THE REQUEST
Reproduce the data below line for line, without changing any character.

Records of labeled points:
(begin)

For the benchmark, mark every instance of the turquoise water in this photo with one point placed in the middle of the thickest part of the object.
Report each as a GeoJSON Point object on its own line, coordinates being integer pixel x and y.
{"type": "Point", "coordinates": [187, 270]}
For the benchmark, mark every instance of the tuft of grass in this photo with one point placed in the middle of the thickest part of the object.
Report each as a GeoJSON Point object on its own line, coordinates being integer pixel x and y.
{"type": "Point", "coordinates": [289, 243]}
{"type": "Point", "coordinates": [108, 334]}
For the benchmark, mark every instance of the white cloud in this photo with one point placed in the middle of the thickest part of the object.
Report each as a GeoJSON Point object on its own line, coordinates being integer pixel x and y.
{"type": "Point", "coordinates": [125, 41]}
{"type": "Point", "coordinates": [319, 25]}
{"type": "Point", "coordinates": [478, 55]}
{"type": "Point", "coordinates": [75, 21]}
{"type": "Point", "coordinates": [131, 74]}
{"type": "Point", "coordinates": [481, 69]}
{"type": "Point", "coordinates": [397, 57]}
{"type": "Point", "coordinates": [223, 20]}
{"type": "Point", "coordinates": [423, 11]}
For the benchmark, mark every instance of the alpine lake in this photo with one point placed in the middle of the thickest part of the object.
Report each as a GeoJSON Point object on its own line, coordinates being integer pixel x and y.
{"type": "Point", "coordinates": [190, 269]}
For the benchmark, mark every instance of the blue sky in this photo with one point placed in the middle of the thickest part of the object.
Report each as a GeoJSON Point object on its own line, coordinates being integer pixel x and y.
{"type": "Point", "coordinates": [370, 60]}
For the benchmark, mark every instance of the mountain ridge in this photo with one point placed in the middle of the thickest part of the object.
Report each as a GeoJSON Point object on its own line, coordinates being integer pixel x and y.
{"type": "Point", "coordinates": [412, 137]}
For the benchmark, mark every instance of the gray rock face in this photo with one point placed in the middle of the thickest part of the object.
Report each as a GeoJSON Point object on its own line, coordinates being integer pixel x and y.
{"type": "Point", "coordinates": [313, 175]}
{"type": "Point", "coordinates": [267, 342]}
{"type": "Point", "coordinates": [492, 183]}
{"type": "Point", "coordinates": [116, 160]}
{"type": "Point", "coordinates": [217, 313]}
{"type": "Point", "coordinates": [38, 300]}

(end)

WRITTEN ANSWER
For the benchmark, mark every instance of the turquoise water in this photo with one point placed in the middle of the thickest part of the object.
Report each as a GeoJSON Point object on its own line, coordinates being integer pixel x and y.
{"type": "Point", "coordinates": [187, 270]}
For the benchmark, mark every instance of the tuft of grass in this photo with one point placed in the middle of the thickest part of the object.
Report each as a GeoJSON Point object on its own line, coordinates being integer pixel x and y.
{"type": "Point", "coordinates": [289, 243]}
{"type": "Point", "coordinates": [108, 334]}
For the benchmark, mark every instance of the white cloud in this photo with one point placed in the middle of the thickest part of the object.
Report each as a GeoJSON Point object on its own line, coordinates being integer pixel x and y.
{"type": "Point", "coordinates": [125, 41]}
{"type": "Point", "coordinates": [319, 25]}
{"type": "Point", "coordinates": [478, 55]}
{"type": "Point", "coordinates": [75, 21]}
{"type": "Point", "coordinates": [131, 74]}
{"type": "Point", "coordinates": [481, 69]}
{"type": "Point", "coordinates": [397, 57]}
{"type": "Point", "coordinates": [223, 20]}
{"type": "Point", "coordinates": [423, 11]}
For the benchmark, mark every instance of the alpine lake in this photo with one point placed in the middle of the thickest part of the object.
Report each as a GeoJSON Point object on its own line, coordinates being integer pixel x and y.
{"type": "Point", "coordinates": [190, 269]}
For the benchmark, mark every instance of the blue sky in this photo with one point placed in the middle of the thickest part of the object.
Report each as a GeoJSON Point object on its own line, coordinates being integer pixel x and y.
{"type": "Point", "coordinates": [370, 60]}
For the benchmark, mark every instance of the mountain ridge in this photo with one point placed in the middle of the thickest part of the object.
Report each as a GeoJSON Point object on its own line, coordinates being integer pixel x and y.
{"type": "Point", "coordinates": [412, 137]}
For the benchmark, mark every instance of the gray rock face in this photo with one point placed in the middle of the thickest part of the object.
Report each as a GeoJSON Point object on its own line, coordinates being integer pixel x and y.
{"type": "Point", "coordinates": [313, 175]}
{"type": "Point", "coordinates": [267, 342]}
{"type": "Point", "coordinates": [492, 183]}
{"type": "Point", "coordinates": [116, 160]}
{"type": "Point", "coordinates": [217, 313]}
{"type": "Point", "coordinates": [38, 300]}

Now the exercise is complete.